▸ EXERCISE OBJECTIVE
Write the data below out in full, exactly as it stands.

Stored data entries
▬▬▬▬▬▬▬▬▬▬
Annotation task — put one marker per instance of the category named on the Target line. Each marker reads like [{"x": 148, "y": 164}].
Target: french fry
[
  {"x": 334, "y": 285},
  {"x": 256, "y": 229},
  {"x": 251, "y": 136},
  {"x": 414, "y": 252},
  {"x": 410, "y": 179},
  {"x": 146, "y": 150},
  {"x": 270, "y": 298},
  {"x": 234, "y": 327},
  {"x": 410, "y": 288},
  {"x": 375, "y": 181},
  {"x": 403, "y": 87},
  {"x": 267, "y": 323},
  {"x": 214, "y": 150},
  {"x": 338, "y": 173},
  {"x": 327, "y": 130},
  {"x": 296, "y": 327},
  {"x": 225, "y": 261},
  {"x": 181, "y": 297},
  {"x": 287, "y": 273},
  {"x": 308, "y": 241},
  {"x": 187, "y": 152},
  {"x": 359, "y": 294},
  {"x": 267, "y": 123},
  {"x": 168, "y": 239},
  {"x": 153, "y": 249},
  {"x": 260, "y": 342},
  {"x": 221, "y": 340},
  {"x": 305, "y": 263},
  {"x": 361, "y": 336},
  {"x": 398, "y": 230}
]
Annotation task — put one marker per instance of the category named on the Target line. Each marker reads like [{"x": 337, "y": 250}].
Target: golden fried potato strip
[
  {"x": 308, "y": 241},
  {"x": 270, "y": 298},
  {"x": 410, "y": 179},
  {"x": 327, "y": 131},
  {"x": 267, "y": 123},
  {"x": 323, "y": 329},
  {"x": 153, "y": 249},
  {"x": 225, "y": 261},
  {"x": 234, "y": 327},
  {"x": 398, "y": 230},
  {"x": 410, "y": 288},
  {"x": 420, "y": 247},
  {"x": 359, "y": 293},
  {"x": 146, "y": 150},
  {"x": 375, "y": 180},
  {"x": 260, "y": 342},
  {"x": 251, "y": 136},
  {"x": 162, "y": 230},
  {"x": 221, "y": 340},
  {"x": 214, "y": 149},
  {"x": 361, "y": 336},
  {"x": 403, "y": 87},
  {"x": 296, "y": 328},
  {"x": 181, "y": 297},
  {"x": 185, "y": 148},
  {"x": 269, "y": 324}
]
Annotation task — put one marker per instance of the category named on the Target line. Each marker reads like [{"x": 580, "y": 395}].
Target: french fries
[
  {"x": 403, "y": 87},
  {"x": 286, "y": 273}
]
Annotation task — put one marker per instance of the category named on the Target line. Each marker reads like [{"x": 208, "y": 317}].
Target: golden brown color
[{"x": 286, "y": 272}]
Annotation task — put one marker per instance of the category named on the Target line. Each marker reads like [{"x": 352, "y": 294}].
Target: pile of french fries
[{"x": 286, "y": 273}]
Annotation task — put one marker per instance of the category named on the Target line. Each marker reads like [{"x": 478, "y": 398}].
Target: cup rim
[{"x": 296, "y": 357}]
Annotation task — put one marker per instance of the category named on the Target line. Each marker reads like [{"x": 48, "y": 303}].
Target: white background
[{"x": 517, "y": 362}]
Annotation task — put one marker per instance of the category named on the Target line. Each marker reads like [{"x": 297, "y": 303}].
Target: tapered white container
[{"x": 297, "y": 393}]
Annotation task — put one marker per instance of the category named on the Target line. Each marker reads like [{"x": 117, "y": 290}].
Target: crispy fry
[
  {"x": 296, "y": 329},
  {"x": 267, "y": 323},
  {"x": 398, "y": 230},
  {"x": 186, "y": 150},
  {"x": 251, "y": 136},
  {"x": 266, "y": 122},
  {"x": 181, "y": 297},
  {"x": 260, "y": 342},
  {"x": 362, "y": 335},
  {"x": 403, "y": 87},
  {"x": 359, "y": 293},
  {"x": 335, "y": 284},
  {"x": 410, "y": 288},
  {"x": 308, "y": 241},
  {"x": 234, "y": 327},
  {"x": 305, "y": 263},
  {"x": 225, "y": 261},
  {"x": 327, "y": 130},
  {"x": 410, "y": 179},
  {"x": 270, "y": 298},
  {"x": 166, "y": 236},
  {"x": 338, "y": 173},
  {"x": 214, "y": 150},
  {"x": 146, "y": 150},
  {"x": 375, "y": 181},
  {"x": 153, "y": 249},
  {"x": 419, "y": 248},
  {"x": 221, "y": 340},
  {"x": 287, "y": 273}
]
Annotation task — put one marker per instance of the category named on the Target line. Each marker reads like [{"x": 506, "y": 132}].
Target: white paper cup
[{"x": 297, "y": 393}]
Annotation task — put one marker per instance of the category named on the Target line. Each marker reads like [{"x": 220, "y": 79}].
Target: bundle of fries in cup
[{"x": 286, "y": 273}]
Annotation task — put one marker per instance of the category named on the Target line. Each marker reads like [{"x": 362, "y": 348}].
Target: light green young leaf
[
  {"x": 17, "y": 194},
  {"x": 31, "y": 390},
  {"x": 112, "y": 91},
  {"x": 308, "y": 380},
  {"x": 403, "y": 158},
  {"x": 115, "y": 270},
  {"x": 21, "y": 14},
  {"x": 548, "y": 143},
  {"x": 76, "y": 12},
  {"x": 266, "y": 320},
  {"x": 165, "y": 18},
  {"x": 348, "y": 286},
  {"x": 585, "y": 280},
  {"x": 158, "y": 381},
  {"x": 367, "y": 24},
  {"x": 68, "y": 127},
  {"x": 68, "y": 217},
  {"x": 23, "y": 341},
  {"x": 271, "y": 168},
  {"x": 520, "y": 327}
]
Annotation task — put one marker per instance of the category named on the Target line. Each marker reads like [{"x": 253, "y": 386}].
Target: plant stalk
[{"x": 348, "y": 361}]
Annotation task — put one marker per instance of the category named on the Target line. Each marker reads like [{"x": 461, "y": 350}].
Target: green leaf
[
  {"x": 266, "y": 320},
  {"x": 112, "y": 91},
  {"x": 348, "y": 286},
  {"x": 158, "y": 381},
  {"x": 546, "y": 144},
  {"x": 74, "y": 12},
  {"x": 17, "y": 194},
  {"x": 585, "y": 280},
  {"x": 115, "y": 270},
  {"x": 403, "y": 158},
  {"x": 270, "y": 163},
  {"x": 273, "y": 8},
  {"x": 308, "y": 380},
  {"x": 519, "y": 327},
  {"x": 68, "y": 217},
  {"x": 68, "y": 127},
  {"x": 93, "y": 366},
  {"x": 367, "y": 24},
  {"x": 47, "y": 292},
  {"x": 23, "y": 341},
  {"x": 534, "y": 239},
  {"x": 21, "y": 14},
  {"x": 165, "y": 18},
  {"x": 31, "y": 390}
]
▬▬▬▬▬▬▬▬▬▬
▸ EXERCISE ANSWER
Annotation task — put one marker per instance of the category named on the Target line. Each marker reads like [{"x": 148, "y": 164}].
Target: french fry
[
  {"x": 334, "y": 285},
  {"x": 256, "y": 229},
  {"x": 251, "y": 136},
  {"x": 414, "y": 252},
  {"x": 410, "y": 179},
  {"x": 146, "y": 150},
  {"x": 270, "y": 298},
  {"x": 234, "y": 327},
  {"x": 410, "y": 288},
  {"x": 375, "y": 181},
  {"x": 403, "y": 87},
  {"x": 267, "y": 323},
  {"x": 214, "y": 150},
  {"x": 338, "y": 173},
  {"x": 327, "y": 130},
  {"x": 296, "y": 327},
  {"x": 225, "y": 261},
  {"x": 181, "y": 297},
  {"x": 287, "y": 273},
  {"x": 308, "y": 241},
  {"x": 187, "y": 152},
  {"x": 359, "y": 294},
  {"x": 267, "y": 123},
  {"x": 168, "y": 239},
  {"x": 153, "y": 249},
  {"x": 260, "y": 342},
  {"x": 221, "y": 340},
  {"x": 305, "y": 263},
  {"x": 361, "y": 336},
  {"x": 398, "y": 230}
]
Annotation task — put one marker per instance of the category named on the Target line. Each marker reads like [{"x": 337, "y": 250}].
Target: golden fried potato strip
[
  {"x": 308, "y": 241},
  {"x": 270, "y": 298},
  {"x": 410, "y": 179},
  {"x": 327, "y": 131},
  {"x": 267, "y": 123},
  {"x": 323, "y": 329},
  {"x": 153, "y": 249},
  {"x": 225, "y": 261},
  {"x": 234, "y": 327},
  {"x": 398, "y": 230},
  {"x": 410, "y": 288},
  {"x": 420, "y": 247},
  {"x": 359, "y": 293},
  {"x": 146, "y": 150},
  {"x": 375, "y": 180},
  {"x": 260, "y": 342},
  {"x": 251, "y": 136},
  {"x": 162, "y": 230},
  {"x": 221, "y": 340},
  {"x": 214, "y": 149},
  {"x": 361, "y": 336},
  {"x": 403, "y": 87},
  {"x": 296, "y": 328},
  {"x": 181, "y": 297},
  {"x": 185, "y": 148},
  {"x": 269, "y": 324}
]
Annotation task — put one marker per instance of the category named on the Target line. Each marker reads like [{"x": 580, "y": 395}].
Target: french fries
[
  {"x": 403, "y": 87},
  {"x": 286, "y": 273}
]
Annotation task — put one marker per instance of the category named on the Target line. Each marker reads like [{"x": 208, "y": 317}].
Target: golden brown color
[{"x": 286, "y": 272}]
Annotation task — put one marker per instance of the category named on the Target line. Each marker reads like [{"x": 352, "y": 294}].
Target: pile of french fries
[{"x": 286, "y": 273}]
Annotation task — put one marker per instance of the category named on the Target line. Each marker reads like [{"x": 478, "y": 398}].
Target: cup rim
[{"x": 296, "y": 357}]
Annotation task — put one marker per instance of the category named on the Target line. Each marker reads like [{"x": 48, "y": 303}].
Target: white background
[{"x": 517, "y": 362}]
Annotation task — put one marker per instance of the category named on the Target line. Each marker reads like [{"x": 297, "y": 303}].
Target: tapered white container
[{"x": 297, "y": 393}]
Annotation task — put one marker per instance of the category named on the Target line. Each marker reads like [{"x": 117, "y": 290}].
Target: crispy fry
[
  {"x": 296, "y": 329},
  {"x": 267, "y": 323},
  {"x": 398, "y": 230},
  {"x": 186, "y": 150},
  {"x": 251, "y": 136},
  {"x": 266, "y": 122},
  {"x": 181, "y": 297},
  {"x": 260, "y": 342},
  {"x": 362, "y": 335},
  {"x": 403, "y": 87},
  {"x": 359, "y": 293},
  {"x": 335, "y": 284},
  {"x": 410, "y": 288},
  {"x": 308, "y": 241},
  {"x": 234, "y": 327},
  {"x": 305, "y": 263},
  {"x": 225, "y": 261},
  {"x": 327, "y": 130},
  {"x": 410, "y": 179},
  {"x": 270, "y": 298},
  {"x": 166, "y": 236},
  {"x": 338, "y": 173},
  {"x": 214, "y": 150},
  {"x": 146, "y": 150},
  {"x": 375, "y": 181},
  {"x": 153, "y": 249},
  {"x": 419, "y": 248},
  {"x": 221, "y": 340},
  {"x": 287, "y": 273}
]
Annotation task — put one marker per instance of the category named on the Target line. Each marker reads like [{"x": 506, "y": 132}].
Target: white paper cup
[{"x": 297, "y": 393}]
Annotation task — put one marker per instance of the category named on the Target line. Each marker reads like [{"x": 220, "y": 79}].
Target: bundle of fries in cup
[{"x": 286, "y": 273}]
Annotation task — put one marker per instance of the category named on the Target line. Each marker reads like [{"x": 362, "y": 348}].
Target: light green young leaf
[
  {"x": 17, "y": 194},
  {"x": 31, "y": 390},
  {"x": 112, "y": 91},
  {"x": 308, "y": 380},
  {"x": 403, "y": 158},
  {"x": 115, "y": 270},
  {"x": 21, "y": 14},
  {"x": 548, "y": 143},
  {"x": 76, "y": 12},
  {"x": 266, "y": 320},
  {"x": 165, "y": 18},
  {"x": 348, "y": 286},
  {"x": 585, "y": 280},
  {"x": 158, "y": 381},
  {"x": 367, "y": 24},
  {"x": 68, "y": 127},
  {"x": 68, "y": 217},
  {"x": 23, "y": 341},
  {"x": 271, "y": 168},
  {"x": 520, "y": 327}
]
Annotation task — put one marker per instance of the category named on the Target line. Each marker reads like [{"x": 253, "y": 386}].
Target: plant stalk
[{"x": 348, "y": 361}]
Annotation task — put one marker per instance of the category named on the Target line. Each marker reads like [{"x": 461, "y": 350}].
Target: green leaf
[
  {"x": 266, "y": 320},
  {"x": 112, "y": 91},
  {"x": 348, "y": 286},
  {"x": 158, "y": 381},
  {"x": 546, "y": 144},
  {"x": 74, "y": 12},
  {"x": 17, "y": 194},
  {"x": 585, "y": 280},
  {"x": 115, "y": 270},
  {"x": 403, "y": 158},
  {"x": 270, "y": 163},
  {"x": 273, "y": 8},
  {"x": 308, "y": 380},
  {"x": 519, "y": 327},
  {"x": 68, "y": 217},
  {"x": 68, "y": 127},
  {"x": 93, "y": 366},
  {"x": 367, "y": 24},
  {"x": 47, "y": 292},
  {"x": 23, "y": 341},
  {"x": 534, "y": 239},
  {"x": 21, "y": 14},
  {"x": 165, "y": 18},
  {"x": 31, "y": 390}
]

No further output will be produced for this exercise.